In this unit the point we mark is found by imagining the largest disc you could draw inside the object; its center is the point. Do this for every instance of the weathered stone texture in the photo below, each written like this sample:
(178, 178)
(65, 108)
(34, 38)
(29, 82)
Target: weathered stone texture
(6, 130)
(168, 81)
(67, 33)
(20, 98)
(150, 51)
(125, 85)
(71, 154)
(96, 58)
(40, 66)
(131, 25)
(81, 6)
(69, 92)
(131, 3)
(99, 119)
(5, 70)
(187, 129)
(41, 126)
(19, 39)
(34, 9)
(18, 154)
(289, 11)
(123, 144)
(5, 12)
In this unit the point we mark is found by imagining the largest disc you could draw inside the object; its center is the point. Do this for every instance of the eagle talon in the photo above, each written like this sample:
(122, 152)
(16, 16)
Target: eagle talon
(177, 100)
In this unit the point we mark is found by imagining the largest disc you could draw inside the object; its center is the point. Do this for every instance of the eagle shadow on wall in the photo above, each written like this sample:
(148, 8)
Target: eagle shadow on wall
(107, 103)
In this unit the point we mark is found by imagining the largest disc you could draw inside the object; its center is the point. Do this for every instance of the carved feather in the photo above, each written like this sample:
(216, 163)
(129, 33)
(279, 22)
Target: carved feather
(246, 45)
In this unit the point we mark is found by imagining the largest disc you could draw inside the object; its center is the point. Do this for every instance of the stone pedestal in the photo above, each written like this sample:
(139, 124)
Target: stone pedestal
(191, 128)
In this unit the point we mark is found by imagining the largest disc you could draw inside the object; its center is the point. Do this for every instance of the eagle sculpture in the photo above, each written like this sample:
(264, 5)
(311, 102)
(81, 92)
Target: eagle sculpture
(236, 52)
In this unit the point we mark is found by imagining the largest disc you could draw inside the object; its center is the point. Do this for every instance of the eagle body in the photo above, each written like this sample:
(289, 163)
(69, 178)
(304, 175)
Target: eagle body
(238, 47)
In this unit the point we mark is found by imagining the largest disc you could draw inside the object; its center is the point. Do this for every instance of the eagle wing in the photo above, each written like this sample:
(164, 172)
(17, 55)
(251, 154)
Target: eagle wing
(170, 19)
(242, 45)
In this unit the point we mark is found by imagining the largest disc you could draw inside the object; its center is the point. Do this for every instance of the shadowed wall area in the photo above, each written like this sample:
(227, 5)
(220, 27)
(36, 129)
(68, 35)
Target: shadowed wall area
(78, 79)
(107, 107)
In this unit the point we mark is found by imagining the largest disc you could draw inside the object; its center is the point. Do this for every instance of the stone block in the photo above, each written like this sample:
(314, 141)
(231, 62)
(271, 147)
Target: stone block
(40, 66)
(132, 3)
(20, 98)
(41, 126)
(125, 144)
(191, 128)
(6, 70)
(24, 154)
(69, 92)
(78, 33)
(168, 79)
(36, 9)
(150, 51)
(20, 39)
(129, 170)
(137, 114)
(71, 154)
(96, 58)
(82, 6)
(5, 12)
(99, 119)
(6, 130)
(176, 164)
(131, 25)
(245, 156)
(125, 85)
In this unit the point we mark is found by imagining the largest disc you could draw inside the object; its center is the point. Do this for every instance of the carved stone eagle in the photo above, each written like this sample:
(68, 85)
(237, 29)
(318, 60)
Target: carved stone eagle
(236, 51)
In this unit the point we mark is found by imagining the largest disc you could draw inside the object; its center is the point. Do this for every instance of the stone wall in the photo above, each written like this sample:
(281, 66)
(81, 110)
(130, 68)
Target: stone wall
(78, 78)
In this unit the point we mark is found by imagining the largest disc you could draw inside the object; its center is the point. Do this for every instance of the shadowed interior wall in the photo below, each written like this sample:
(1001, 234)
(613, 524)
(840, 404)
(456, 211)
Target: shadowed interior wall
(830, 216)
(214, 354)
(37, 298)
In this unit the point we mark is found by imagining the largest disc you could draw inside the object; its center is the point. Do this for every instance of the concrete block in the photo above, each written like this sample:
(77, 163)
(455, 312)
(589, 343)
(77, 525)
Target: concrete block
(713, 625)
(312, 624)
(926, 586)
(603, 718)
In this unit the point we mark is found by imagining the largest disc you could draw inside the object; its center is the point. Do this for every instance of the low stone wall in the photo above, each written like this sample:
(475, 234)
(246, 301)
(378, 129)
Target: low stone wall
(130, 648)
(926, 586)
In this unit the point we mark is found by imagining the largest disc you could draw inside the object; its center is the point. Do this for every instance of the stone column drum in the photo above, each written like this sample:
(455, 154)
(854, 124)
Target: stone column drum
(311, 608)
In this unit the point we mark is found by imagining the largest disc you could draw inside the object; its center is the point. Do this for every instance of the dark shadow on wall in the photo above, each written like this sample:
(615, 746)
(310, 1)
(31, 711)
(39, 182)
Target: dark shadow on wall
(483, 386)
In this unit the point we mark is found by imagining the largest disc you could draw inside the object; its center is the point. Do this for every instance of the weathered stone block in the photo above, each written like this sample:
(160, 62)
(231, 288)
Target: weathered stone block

○ ○ ○ ○

## [Exercise task]
Copy out, word for word, the records from the line containing "the low stone" up to and including the final line of the records.

## [Solution for this problem]
In this unit the point we mark is found by imagining the largest disc you could draw inside the object; its center is the point. Do this for every instance of the low stone wall in the photo above, each written like this sample:
(475, 234)
(246, 301)
(378, 129)
Target: low stone wall
(130, 648)
(926, 586)
In this unit the point we mark is found by imagining the largest disc you could draw inside the object; its center is the point. Do this for every instance of the stone column drum in the photo above, each written like this sample:
(455, 154)
(854, 124)
Target: stone column drum
(311, 608)
In this unit the point we mark is found by imagining the largest disc you could draw inside the object; its center is the point. Do this for every instance of the dark shadow on wall in the photo above, each written like this sample:
(615, 746)
(310, 1)
(31, 711)
(39, 182)
Target: dark shadow on wall
(483, 386)
In this unit the point we mark is found by imagining the largest disc you could draw inside the object; its center is the point. Do this for every instance of the weathered stone block in the photo above, each written like this sample:
(160, 62)
(231, 288)
Target: weathered stone block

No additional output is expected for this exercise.